What the exercise asks
Each line in the records below that has the word "poster" should be copied.

Source data
--- START ---
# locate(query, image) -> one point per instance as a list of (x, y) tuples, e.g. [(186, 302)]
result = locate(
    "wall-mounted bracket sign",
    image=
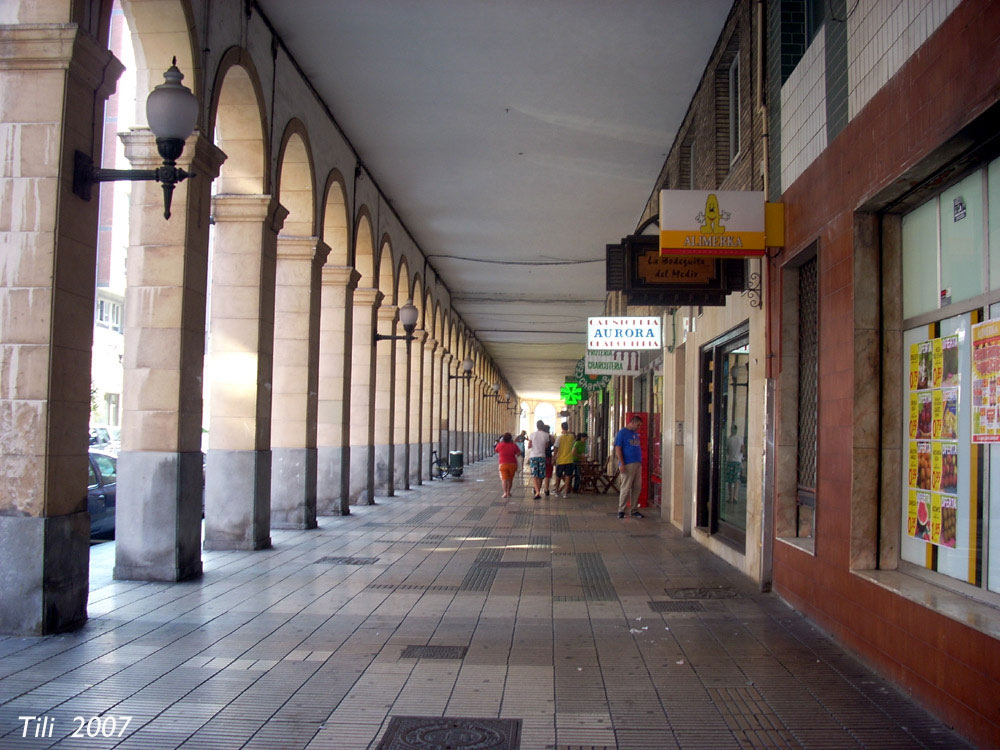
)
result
[(650, 278), (624, 332), (712, 223)]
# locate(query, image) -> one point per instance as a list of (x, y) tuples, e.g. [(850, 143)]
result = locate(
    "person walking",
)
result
[(579, 456), (508, 451), (521, 440), (564, 459), (538, 443), (629, 454)]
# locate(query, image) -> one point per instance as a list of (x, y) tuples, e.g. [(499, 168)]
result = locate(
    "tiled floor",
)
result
[(301, 646)]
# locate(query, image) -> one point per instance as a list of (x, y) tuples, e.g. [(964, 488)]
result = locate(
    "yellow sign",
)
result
[(712, 224)]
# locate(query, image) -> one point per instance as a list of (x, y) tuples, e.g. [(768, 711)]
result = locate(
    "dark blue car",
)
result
[(101, 493)]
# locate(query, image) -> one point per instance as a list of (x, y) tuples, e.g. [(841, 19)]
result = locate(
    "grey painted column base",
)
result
[(158, 516), (383, 470), (417, 469), (237, 500), (361, 476), (44, 573), (332, 472), (293, 488), (401, 465)]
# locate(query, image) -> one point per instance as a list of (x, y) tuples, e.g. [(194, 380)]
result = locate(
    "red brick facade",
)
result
[(952, 80)]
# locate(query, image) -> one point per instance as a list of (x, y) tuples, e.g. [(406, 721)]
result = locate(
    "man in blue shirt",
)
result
[(628, 451)]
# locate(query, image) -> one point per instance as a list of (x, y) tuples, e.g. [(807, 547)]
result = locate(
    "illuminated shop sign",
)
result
[(624, 333), (712, 223)]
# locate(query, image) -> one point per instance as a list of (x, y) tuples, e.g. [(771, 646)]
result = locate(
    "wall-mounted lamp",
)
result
[(408, 315), (467, 365), (172, 112)]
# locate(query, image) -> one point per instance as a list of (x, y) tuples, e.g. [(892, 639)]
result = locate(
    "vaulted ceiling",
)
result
[(515, 139)]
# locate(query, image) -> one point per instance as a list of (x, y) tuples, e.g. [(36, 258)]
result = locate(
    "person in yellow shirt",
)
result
[(565, 466)]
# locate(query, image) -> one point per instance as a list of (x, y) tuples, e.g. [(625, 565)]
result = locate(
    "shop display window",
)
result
[(950, 511)]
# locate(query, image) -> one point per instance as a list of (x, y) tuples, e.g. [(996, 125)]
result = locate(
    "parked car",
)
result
[(102, 493)]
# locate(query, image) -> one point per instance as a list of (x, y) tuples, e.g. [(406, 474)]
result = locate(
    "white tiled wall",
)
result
[(881, 36), (803, 113)]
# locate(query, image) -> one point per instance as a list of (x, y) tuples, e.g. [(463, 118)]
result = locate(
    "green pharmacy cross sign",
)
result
[(589, 383), (571, 393)]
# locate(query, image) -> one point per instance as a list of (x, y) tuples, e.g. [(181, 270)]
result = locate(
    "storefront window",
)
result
[(951, 389), (723, 467)]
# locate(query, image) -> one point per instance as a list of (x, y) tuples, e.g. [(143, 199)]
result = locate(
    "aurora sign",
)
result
[(624, 333)]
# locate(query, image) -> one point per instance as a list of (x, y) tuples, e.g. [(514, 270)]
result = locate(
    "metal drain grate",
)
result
[(597, 586), (559, 524), (348, 560), (409, 587), (702, 592), (408, 732), (434, 652), (682, 606)]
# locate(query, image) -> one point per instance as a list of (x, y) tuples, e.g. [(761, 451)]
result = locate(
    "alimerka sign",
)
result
[(712, 223), (624, 333)]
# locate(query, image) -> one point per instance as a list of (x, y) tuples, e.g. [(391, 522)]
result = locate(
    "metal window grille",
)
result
[(808, 374)]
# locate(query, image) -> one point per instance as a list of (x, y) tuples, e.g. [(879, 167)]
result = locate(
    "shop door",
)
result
[(722, 465)]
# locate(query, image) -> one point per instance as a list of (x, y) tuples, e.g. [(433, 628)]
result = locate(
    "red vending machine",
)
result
[(644, 442)]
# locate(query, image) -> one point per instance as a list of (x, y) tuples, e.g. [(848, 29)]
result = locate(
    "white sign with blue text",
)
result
[(624, 333)]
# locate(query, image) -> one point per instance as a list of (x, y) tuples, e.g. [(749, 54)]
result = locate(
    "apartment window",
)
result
[(950, 511), (734, 108)]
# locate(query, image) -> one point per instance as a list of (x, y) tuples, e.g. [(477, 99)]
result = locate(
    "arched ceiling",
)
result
[(518, 131)]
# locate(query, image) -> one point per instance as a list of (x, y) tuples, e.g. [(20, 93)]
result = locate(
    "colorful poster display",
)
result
[(934, 401), (986, 382)]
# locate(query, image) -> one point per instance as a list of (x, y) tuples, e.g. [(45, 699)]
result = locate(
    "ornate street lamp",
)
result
[(408, 315), (172, 112), (467, 365)]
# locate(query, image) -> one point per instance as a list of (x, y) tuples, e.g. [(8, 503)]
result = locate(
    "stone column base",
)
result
[(44, 573), (400, 468), (361, 476), (331, 464), (383, 467), (158, 516), (293, 488), (238, 500)]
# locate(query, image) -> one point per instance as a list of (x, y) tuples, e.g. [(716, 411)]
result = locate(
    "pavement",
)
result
[(593, 632)]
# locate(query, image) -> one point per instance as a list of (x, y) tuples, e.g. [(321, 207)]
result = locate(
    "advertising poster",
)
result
[(932, 452), (986, 382)]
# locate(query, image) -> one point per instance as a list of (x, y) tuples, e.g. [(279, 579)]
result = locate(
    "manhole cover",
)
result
[(689, 606), (702, 592), (348, 560), (434, 652), (450, 733)]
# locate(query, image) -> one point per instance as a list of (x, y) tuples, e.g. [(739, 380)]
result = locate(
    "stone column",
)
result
[(296, 381), (363, 382), (419, 382), (401, 415), (447, 404), (429, 400), (54, 79), (238, 467), (160, 480), (334, 412), (385, 400)]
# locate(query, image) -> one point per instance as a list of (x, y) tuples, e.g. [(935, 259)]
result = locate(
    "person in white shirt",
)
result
[(538, 441)]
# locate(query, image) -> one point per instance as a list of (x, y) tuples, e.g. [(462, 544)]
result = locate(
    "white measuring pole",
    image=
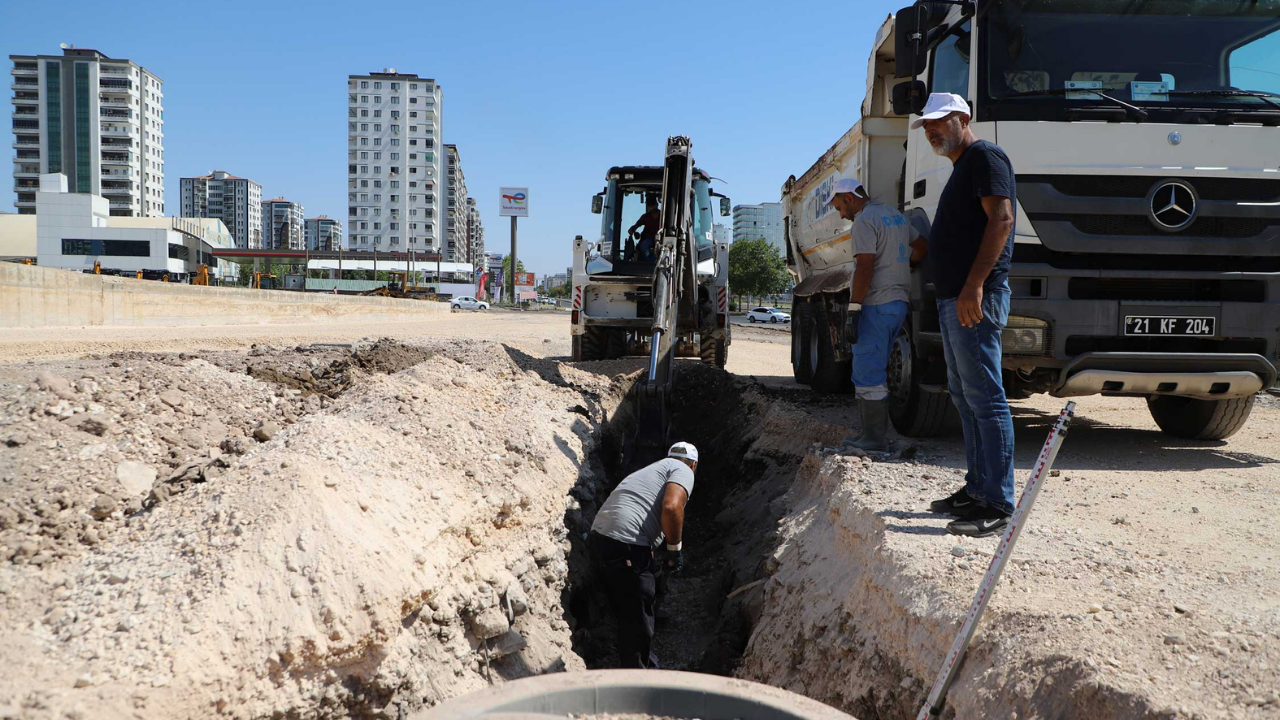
--- END ---
Solved problem
    "colorful poster display",
    "advertising poster",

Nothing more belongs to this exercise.